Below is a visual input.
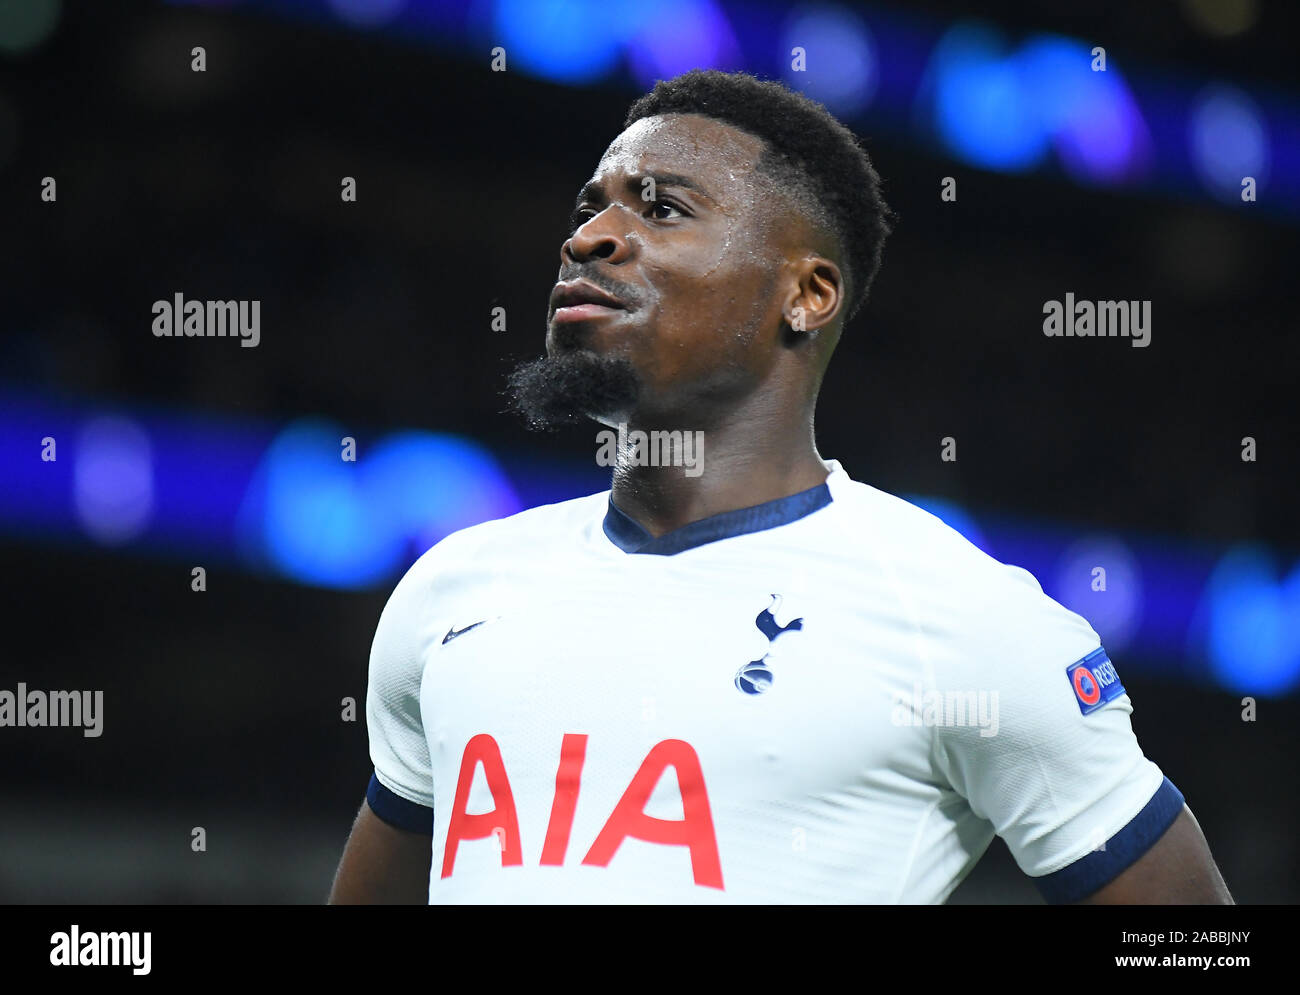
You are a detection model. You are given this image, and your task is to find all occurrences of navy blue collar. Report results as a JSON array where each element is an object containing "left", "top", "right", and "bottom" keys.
[{"left": 602, "top": 480, "right": 833, "bottom": 555}]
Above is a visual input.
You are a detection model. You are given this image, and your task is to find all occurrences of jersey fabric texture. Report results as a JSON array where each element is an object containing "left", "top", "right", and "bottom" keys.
[{"left": 365, "top": 459, "right": 1181, "bottom": 904}]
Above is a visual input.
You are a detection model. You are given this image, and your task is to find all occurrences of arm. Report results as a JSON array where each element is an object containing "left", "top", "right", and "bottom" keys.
[
  {"left": 1078, "top": 805, "right": 1233, "bottom": 904},
  {"left": 928, "top": 562, "right": 1229, "bottom": 905},
  {"left": 337, "top": 541, "right": 450, "bottom": 904},
  {"left": 328, "top": 798, "right": 433, "bottom": 905}
]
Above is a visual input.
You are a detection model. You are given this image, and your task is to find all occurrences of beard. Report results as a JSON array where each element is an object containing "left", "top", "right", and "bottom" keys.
[{"left": 506, "top": 348, "right": 640, "bottom": 431}]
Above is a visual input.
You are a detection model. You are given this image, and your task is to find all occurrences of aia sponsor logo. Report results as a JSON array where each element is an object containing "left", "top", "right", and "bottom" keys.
[{"left": 442, "top": 734, "right": 724, "bottom": 889}]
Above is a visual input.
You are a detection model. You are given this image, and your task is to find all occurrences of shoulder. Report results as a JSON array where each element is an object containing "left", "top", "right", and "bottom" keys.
[
  {"left": 391, "top": 487, "right": 610, "bottom": 591},
  {"left": 827, "top": 473, "right": 1037, "bottom": 593},
  {"left": 368, "top": 487, "right": 608, "bottom": 679},
  {"left": 827, "top": 473, "right": 1098, "bottom": 666}
]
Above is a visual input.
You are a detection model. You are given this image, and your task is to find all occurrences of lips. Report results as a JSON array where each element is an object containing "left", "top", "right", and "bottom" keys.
[{"left": 549, "top": 280, "right": 630, "bottom": 322}]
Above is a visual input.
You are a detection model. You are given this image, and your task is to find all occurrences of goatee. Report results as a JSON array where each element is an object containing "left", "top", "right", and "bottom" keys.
[{"left": 506, "top": 349, "right": 640, "bottom": 430}]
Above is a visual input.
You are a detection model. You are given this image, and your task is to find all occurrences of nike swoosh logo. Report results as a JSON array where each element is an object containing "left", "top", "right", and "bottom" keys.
[{"left": 442, "top": 619, "right": 492, "bottom": 645}]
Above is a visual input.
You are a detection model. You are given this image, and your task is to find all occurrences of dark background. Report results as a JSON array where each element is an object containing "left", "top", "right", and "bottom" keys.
[{"left": 0, "top": 0, "right": 1296, "bottom": 903}]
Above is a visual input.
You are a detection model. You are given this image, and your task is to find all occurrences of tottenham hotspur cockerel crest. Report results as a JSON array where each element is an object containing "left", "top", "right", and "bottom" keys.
[{"left": 734, "top": 594, "right": 804, "bottom": 695}]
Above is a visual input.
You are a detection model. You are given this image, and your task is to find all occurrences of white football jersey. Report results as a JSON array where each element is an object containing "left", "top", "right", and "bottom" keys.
[{"left": 365, "top": 459, "right": 1182, "bottom": 903}]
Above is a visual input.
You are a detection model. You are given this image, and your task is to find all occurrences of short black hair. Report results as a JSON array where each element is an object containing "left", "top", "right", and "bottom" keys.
[{"left": 624, "top": 69, "right": 894, "bottom": 323}]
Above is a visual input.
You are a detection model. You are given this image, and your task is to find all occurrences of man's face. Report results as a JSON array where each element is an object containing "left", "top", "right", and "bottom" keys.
[{"left": 542, "top": 113, "right": 790, "bottom": 425}]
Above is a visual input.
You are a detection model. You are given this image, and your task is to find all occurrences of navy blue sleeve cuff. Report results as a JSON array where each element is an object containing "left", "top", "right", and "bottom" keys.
[
  {"left": 1033, "top": 776, "right": 1186, "bottom": 904},
  {"left": 366, "top": 772, "right": 434, "bottom": 834}
]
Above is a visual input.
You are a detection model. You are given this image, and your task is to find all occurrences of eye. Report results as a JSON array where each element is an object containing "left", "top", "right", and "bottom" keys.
[
  {"left": 567, "top": 208, "right": 597, "bottom": 235},
  {"left": 567, "top": 198, "right": 687, "bottom": 236},
  {"left": 647, "top": 199, "right": 685, "bottom": 221}
]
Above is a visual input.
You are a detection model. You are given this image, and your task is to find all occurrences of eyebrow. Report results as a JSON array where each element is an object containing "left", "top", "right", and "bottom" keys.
[{"left": 573, "top": 171, "right": 718, "bottom": 213}]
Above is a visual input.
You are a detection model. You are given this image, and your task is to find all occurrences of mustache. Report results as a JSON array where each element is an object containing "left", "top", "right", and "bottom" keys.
[{"left": 555, "top": 267, "right": 645, "bottom": 311}]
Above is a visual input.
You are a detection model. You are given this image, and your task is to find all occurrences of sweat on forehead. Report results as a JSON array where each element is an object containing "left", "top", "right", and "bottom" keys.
[
  {"left": 599, "top": 115, "right": 763, "bottom": 187},
  {"left": 593, "top": 114, "right": 813, "bottom": 247},
  {"left": 603, "top": 113, "right": 764, "bottom": 163}
]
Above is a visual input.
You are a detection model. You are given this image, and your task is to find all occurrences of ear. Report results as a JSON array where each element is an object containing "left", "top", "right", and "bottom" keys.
[{"left": 783, "top": 255, "right": 844, "bottom": 337}]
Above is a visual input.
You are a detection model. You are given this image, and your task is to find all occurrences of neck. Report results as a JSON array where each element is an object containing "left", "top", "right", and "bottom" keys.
[{"left": 607, "top": 405, "right": 829, "bottom": 539}]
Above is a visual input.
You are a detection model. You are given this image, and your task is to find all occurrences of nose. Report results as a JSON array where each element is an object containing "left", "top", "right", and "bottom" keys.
[{"left": 562, "top": 207, "right": 631, "bottom": 266}]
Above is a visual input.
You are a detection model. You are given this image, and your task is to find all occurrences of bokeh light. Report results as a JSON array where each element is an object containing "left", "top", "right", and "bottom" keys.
[
  {"left": 780, "top": 5, "right": 879, "bottom": 116},
  {"left": 1200, "top": 546, "right": 1300, "bottom": 696},
  {"left": 74, "top": 416, "right": 155, "bottom": 546},
  {"left": 1190, "top": 84, "right": 1269, "bottom": 201},
  {"left": 1053, "top": 535, "right": 1143, "bottom": 652}
]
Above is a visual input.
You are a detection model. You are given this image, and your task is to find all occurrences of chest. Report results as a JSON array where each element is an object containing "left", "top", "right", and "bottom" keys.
[{"left": 419, "top": 559, "right": 930, "bottom": 797}]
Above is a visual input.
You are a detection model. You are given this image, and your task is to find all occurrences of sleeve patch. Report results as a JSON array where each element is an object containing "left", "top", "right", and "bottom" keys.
[
  {"left": 1066, "top": 647, "right": 1126, "bottom": 715},
  {"left": 366, "top": 772, "right": 434, "bottom": 834}
]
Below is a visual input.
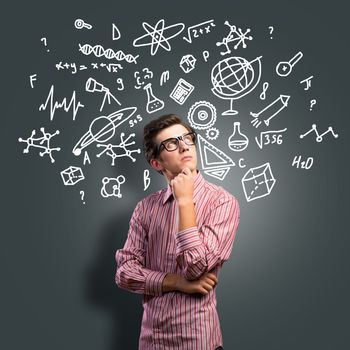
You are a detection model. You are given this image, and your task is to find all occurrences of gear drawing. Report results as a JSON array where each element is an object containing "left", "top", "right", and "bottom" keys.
[
  {"left": 187, "top": 101, "right": 217, "bottom": 130},
  {"left": 206, "top": 127, "right": 220, "bottom": 140}
]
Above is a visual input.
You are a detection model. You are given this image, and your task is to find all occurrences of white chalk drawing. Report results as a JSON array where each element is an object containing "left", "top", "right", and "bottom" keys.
[
  {"left": 255, "top": 128, "right": 287, "bottom": 149},
  {"left": 133, "top": 20, "right": 185, "bottom": 56},
  {"left": 96, "top": 133, "right": 141, "bottom": 165},
  {"left": 72, "top": 106, "right": 137, "bottom": 156},
  {"left": 60, "top": 166, "right": 85, "bottom": 185},
  {"left": 85, "top": 77, "right": 121, "bottom": 112},
  {"left": 39, "top": 85, "right": 84, "bottom": 122},
  {"left": 242, "top": 163, "right": 276, "bottom": 202},
  {"left": 206, "top": 127, "right": 219, "bottom": 141},
  {"left": 250, "top": 94, "right": 290, "bottom": 128},
  {"left": 300, "top": 75, "right": 314, "bottom": 90},
  {"left": 211, "top": 56, "right": 262, "bottom": 115},
  {"left": 101, "top": 176, "right": 125, "bottom": 198},
  {"left": 18, "top": 128, "right": 61, "bottom": 163},
  {"left": 238, "top": 158, "right": 246, "bottom": 168},
  {"left": 292, "top": 155, "right": 314, "bottom": 169},
  {"left": 143, "top": 83, "right": 164, "bottom": 114},
  {"left": 180, "top": 54, "right": 196, "bottom": 73},
  {"left": 129, "top": 114, "right": 143, "bottom": 128},
  {"left": 83, "top": 151, "right": 91, "bottom": 165},
  {"left": 216, "top": 21, "right": 253, "bottom": 55},
  {"left": 309, "top": 99, "right": 316, "bottom": 111},
  {"left": 170, "top": 78, "right": 194, "bottom": 105},
  {"left": 197, "top": 134, "right": 235, "bottom": 181},
  {"left": 183, "top": 19, "right": 216, "bottom": 43},
  {"left": 134, "top": 68, "right": 154, "bottom": 89},
  {"left": 259, "top": 82, "right": 269, "bottom": 100},
  {"left": 116, "top": 78, "right": 124, "bottom": 91},
  {"left": 85, "top": 77, "right": 121, "bottom": 110},
  {"left": 160, "top": 70, "right": 170, "bottom": 86},
  {"left": 74, "top": 19, "right": 92, "bottom": 30},
  {"left": 79, "top": 43, "right": 139, "bottom": 64},
  {"left": 143, "top": 169, "right": 151, "bottom": 191},
  {"left": 276, "top": 51, "right": 303, "bottom": 77},
  {"left": 202, "top": 50, "right": 210, "bottom": 62},
  {"left": 187, "top": 101, "right": 217, "bottom": 130},
  {"left": 228, "top": 122, "right": 249, "bottom": 152},
  {"left": 268, "top": 26, "right": 274, "bottom": 39},
  {"left": 18, "top": 18, "right": 339, "bottom": 206},
  {"left": 55, "top": 62, "right": 123, "bottom": 74},
  {"left": 30, "top": 74, "right": 37, "bottom": 88},
  {"left": 41, "top": 37, "right": 49, "bottom": 52},
  {"left": 112, "top": 23, "right": 121, "bottom": 40},
  {"left": 79, "top": 191, "right": 85, "bottom": 204},
  {"left": 56, "top": 62, "right": 82, "bottom": 74},
  {"left": 299, "top": 124, "right": 339, "bottom": 142}
]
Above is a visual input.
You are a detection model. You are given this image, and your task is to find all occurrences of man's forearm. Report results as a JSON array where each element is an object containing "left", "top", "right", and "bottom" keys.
[
  {"left": 162, "top": 273, "right": 179, "bottom": 292},
  {"left": 162, "top": 272, "right": 218, "bottom": 295},
  {"left": 178, "top": 200, "right": 196, "bottom": 231}
]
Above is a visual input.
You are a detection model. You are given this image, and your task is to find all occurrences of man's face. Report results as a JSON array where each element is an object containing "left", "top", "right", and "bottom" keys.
[{"left": 151, "top": 124, "right": 198, "bottom": 180}]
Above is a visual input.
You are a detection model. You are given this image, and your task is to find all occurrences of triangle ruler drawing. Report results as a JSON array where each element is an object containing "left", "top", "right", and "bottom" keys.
[{"left": 197, "top": 134, "right": 235, "bottom": 181}]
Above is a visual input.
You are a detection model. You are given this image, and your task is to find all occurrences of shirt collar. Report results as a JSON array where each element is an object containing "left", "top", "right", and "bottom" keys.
[{"left": 162, "top": 171, "right": 206, "bottom": 205}]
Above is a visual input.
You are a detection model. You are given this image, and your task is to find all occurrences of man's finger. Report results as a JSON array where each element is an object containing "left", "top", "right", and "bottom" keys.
[
  {"left": 199, "top": 287, "right": 209, "bottom": 295},
  {"left": 202, "top": 282, "right": 214, "bottom": 291},
  {"left": 206, "top": 273, "right": 218, "bottom": 284},
  {"left": 182, "top": 167, "right": 191, "bottom": 176},
  {"left": 205, "top": 278, "right": 216, "bottom": 287}
]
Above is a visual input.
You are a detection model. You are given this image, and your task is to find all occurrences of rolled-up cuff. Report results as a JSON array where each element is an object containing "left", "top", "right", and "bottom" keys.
[
  {"left": 145, "top": 270, "right": 168, "bottom": 296},
  {"left": 176, "top": 226, "right": 202, "bottom": 254}
]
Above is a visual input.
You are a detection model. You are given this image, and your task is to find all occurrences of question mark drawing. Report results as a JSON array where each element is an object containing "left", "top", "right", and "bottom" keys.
[
  {"left": 309, "top": 99, "right": 316, "bottom": 111},
  {"left": 41, "top": 37, "right": 49, "bottom": 52},
  {"left": 80, "top": 190, "right": 85, "bottom": 204},
  {"left": 268, "top": 26, "right": 274, "bottom": 39}
]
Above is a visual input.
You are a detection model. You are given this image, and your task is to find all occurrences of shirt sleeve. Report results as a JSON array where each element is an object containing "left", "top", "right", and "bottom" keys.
[
  {"left": 175, "top": 194, "right": 240, "bottom": 280},
  {"left": 115, "top": 200, "right": 168, "bottom": 296}
]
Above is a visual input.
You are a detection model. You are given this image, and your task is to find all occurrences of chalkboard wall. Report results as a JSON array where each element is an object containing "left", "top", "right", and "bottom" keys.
[{"left": 2, "top": 0, "right": 349, "bottom": 349}]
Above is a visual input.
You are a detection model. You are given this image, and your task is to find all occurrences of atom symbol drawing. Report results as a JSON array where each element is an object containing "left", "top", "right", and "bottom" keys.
[{"left": 133, "top": 19, "right": 185, "bottom": 56}]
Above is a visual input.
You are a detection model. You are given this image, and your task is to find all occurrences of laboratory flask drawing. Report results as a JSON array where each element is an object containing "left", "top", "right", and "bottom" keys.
[
  {"left": 143, "top": 83, "right": 164, "bottom": 113},
  {"left": 211, "top": 56, "right": 262, "bottom": 115},
  {"left": 228, "top": 122, "right": 249, "bottom": 152}
]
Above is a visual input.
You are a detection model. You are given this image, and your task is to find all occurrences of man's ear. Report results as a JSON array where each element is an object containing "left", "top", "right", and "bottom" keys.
[{"left": 150, "top": 158, "right": 164, "bottom": 172}]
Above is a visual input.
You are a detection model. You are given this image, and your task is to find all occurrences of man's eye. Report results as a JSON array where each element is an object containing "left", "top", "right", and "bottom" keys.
[{"left": 166, "top": 140, "right": 177, "bottom": 148}]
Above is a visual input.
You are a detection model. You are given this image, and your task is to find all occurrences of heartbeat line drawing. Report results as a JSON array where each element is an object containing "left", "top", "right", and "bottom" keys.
[
  {"left": 39, "top": 85, "right": 85, "bottom": 121},
  {"left": 299, "top": 124, "right": 339, "bottom": 142}
]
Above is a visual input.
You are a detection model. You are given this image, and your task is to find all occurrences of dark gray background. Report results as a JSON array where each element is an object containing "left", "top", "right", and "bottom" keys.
[{"left": 1, "top": 0, "right": 349, "bottom": 349}]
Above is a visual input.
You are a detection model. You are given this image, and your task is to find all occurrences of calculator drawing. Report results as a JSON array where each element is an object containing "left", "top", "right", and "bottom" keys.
[{"left": 170, "top": 78, "right": 194, "bottom": 105}]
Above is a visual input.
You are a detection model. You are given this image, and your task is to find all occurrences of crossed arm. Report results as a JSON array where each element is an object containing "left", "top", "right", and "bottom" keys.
[
  {"left": 115, "top": 170, "right": 239, "bottom": 297},
  {"left": 163, "top": 168, "right": 218, "bottom": 295}
]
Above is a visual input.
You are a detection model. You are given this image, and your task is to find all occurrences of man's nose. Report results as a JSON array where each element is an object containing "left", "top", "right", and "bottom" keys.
[{"left": 178, "top": 139, "right": 189, "bottom": 152}]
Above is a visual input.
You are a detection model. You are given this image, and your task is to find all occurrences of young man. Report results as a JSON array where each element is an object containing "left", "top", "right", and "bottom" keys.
[{"left": 115, "top": 114, "right": 240, "bottom": 349}]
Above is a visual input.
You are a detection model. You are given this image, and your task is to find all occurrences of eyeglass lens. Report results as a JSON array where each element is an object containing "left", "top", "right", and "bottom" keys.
[{"left": 163, "top": 133, "right": 196, "bottom": 151}]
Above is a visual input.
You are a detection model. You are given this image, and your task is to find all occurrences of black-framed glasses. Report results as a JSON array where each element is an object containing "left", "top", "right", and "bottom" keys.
[{"left": 156, "top": 132, "right": 197, "bottom": 156}]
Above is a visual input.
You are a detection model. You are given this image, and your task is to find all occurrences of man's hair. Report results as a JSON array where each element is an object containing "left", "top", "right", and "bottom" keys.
[{"left": 143, "top": 114, "right": 194, "bottom": 164}]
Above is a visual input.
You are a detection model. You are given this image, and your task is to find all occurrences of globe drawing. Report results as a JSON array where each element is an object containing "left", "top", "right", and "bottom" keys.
[{"left": 211, "top": 56, "right": 262, "bottom": 115}]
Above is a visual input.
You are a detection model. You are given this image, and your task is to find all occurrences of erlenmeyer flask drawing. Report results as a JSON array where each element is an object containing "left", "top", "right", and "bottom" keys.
[
  {"left": 228, "top": 122, "right": 249, "bottom": 151},
  {"left": 143, "top": 83, "right": 164, "bottom": 114}
]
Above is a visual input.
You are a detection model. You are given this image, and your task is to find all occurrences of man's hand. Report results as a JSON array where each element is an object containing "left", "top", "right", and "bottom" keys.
[
  {"left": 170, "top": 167, "right": 194, "bottom": 205},
  {"left": 163, "top": 272, "right": 218, "bottom": 295}
]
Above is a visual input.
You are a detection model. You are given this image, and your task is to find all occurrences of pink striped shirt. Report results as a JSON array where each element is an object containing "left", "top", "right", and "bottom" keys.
[{"left": 115, "top": 172, "right": 240, "bottom": 349}]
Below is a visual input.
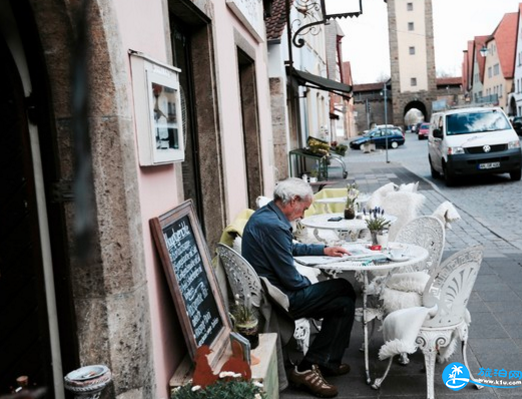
........
WHAT YOU WILL DO: The answer is the run of lines from the one with "occurrences of globe" through the final line of the data, copied exactly, and nothing else; no pictures.

THE ANSWER:
You are a detection model. You are given this image, and your task is to find all occurrences of globe drawing. Report results as a JSON array where each element is an object containing "left", "top", "right", and "bottom" keys.
[{"left": 211, "top": 56, "right": 262, "bottom": 115}]
Above is a visual input.
You are a detection model. You are given this image, and your task is to find all occurrences of erlenmeyer flask drawing. Report results as a JSON array where each element is an object containing "left", "top", "right", and "bottom" keys.
[
  {"left": 228, "top": 122, "right": 249, "bottom": 151},
  {"left": 143, "top": 83, "right": 164, "bottom": 114}
]
Above is a visual input.
You are a detection model. You are given this image, and your task is to find all occurrences of man's hand. Report results as a JSON array where each element is an object containing "left", "top", "right", and "bottom" keys.
[
  {"left": 170, "top": 167, "right": 194, "bottom": 205},
  {"left": 163, "top": 272, "right": 218, "bottom": 295}
]
Above is a visual input.
You are a detection model. You are given this image, and your task is to find all occurrences of pink striped shirt. Report results as a JSON array where each element is an object containing "left", "top", "right", and "bottom" keys.
[{"left": 115, "top": 172, "right": 240, "bottom": 349}]
Below is a visual input.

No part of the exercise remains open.